__Sezione di testo__
:::::

Cari amici, ho seguito la vostra lotta fin
dall’inizio, una lotta coraggiosa, condotta con intelligenza, tenacia e
creatività. Ho cercato di far conoscere anche in Italia quello che stavate
facendo, giorno dopo giorno, ho raccontato il caso di Franck
Talleu, e abbiamo manifestato insieme, italiani e francesi,
davanti all’ambasciata di Francia a Roma, con alcuni nostri parlamentari che
indossavano le t-shirt della manif.
Nel maggio del 2007 anche noi italiani siamo
scesi in piazza, ma siamo stati più fortunati: siamo riusciti a bloccare una
legge che minacciava la famiglia, e il governo Prodi che l’aveva proposta è
caduto dopo pochi mesi. Io ero portavoce di quella manifestazione, il family
day, che ha portato a Roma oltre un milione di persone. Voglio ripetere qui,
oggi, alcune delle cose dette allora. Perché siamo qui? Siamo qui perché
abbiamo nel cuore un’esperienza fondamentale, che ci unisce: siamo tutti nati
nel grembo di una donna, generati da un atto d’amore tra un uomo e una donna.

:::::

__Materiale presentato__
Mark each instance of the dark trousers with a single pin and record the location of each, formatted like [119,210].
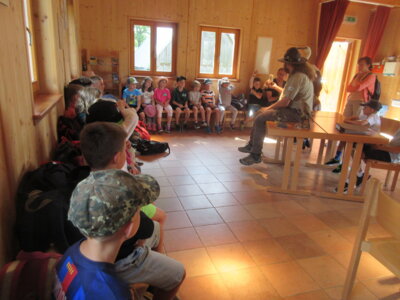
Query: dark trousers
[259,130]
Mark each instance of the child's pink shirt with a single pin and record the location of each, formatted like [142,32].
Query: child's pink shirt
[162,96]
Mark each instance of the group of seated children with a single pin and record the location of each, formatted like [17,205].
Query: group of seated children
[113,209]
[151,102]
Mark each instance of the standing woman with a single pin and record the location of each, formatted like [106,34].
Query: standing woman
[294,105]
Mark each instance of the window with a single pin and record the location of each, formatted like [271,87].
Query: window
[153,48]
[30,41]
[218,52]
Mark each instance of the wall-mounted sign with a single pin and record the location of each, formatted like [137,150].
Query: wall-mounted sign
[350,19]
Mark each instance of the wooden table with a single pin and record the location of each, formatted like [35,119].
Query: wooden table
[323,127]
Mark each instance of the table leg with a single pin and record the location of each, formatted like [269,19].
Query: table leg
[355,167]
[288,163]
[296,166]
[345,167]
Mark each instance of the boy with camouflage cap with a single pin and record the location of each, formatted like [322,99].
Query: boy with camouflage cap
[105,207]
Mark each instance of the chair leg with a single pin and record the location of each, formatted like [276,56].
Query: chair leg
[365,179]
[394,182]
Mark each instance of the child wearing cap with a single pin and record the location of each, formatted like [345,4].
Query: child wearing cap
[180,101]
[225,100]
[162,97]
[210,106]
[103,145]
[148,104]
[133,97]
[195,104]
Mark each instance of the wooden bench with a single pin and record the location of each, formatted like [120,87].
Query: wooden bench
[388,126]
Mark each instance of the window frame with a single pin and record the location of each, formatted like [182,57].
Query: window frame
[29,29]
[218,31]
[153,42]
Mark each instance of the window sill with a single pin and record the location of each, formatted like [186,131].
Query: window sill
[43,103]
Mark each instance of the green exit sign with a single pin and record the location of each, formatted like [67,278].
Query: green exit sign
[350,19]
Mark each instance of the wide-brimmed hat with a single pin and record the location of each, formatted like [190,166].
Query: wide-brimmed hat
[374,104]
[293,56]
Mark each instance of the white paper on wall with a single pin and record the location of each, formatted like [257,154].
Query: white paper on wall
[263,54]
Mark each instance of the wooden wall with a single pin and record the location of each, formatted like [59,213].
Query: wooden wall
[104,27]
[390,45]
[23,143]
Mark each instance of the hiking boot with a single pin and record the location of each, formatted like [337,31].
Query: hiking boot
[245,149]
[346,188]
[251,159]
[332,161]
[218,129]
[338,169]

:::::

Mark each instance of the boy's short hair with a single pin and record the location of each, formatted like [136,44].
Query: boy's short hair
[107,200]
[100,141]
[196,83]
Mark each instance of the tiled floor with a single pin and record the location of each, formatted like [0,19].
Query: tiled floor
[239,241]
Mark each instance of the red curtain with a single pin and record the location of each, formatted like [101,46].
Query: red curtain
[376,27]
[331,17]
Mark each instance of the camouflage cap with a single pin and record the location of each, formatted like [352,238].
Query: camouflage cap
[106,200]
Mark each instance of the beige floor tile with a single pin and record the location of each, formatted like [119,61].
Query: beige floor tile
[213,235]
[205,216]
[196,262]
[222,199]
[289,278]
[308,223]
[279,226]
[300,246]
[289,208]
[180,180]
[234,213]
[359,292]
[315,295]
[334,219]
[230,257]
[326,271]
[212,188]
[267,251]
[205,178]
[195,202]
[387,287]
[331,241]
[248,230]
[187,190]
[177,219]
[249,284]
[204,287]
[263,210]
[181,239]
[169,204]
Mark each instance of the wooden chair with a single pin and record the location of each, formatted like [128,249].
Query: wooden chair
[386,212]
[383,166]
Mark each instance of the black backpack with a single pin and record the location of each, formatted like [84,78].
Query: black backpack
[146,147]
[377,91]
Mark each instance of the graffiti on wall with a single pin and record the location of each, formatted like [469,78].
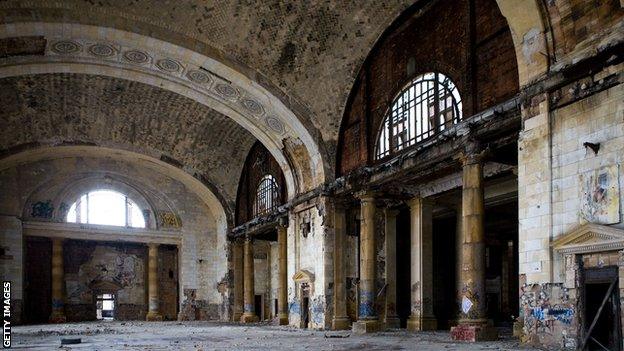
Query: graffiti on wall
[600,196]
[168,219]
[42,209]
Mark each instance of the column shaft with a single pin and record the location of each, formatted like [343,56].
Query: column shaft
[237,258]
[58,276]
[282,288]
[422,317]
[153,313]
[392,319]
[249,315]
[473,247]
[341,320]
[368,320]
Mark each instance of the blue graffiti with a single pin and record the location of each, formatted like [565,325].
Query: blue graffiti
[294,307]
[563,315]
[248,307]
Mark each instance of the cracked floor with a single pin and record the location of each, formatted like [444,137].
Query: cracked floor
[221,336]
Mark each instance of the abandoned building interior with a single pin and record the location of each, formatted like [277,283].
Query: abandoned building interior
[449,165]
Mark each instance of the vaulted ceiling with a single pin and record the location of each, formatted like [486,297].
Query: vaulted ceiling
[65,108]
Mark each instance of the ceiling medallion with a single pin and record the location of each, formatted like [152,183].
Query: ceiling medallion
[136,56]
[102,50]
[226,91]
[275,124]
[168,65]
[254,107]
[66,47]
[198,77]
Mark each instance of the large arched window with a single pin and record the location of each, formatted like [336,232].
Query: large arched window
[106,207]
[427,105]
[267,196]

:::::

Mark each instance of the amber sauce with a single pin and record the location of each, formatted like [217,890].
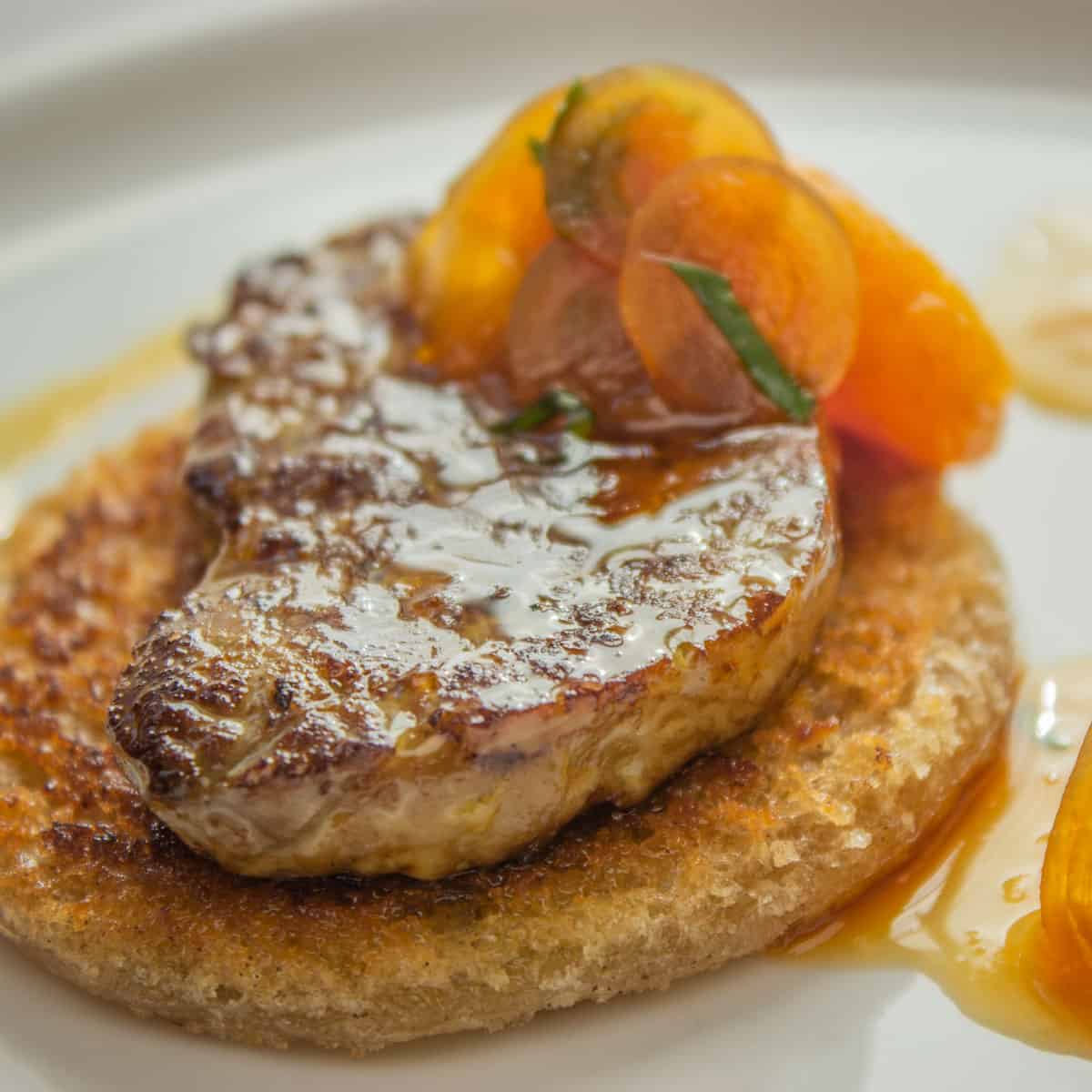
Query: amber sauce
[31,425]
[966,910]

:::::

__Elenco dei compiti__
1) Ricopia il passo della sezione di testo che inizia con "Nel maggio del" e termina con "e una donna.".
2) Prosegui la sezione di testo dopo la sua ultima frase.

__Risultati per compito__
1)
Nel maggio del 2007 anche noi italiani siamo
scesi in piazza, ma siamo stati più fortunati: siamo riusciti a bloccare una
legge che minacciava la famiglia, e il governo Prodi che l’aveva proposta è
caduto dopo pochi mesi. Io ero portavoce di quella manifestazione, il family
day, che ha portato a Roma oltre un milione di persone. Voglio ripetere qui,
oggi, alcune delle cose dette allora. Perché siamo qui? Siamo qui perché
abbiamo nel cuore un’esperienza fondamentale, che ci unisce: siamo tutti nati
nel grembo di una donna, generati da un atto d’amore tra un uomo e una donna.

2)
Siamo tutti figli di una madre e di un padre: laici e cattolici, credenti e non
credenti, islamici ed ebrei, omosessuali ed eterosessuali. E’ su questo che si
fonda l’unicità della famiglia: sulla relazione tra persone sessualmente
differenti, una differenza che permette la continuità tra le generazioni,
padri, madri, nonni, nipoti, antenati, collegando il passato e il futuro degli
esseri umani. Ed è questo che difendiamo, senza nessuna traccia di omofobia e
di ideologie reazionarie. Non vogliamo giudicare gli altri, non vogliamo
esibire le nostre famiglie, che sono come tutte le altre: belle, brutte, felici
o meno felici. Ma sono preziose, perché creano quel senso profondo di
appartenenza, di consapevolezza delle origini, così necessario allo sviluppo
dell’identità individuale, della personalità.
Ognuno è libero di contrarre e sciogliere
legami d’amore, di vivere le proprie emozioni con chi vuole, senza però toccare
il matrimonio, che non è un diritto, qualcosa che deve essere offerto a tutti,
come fosse una distribuzione di brioche: è un’istituzione, una vecchia e
gloriosa istituzione umana che non merita di essere distrutta e svuotata di significato.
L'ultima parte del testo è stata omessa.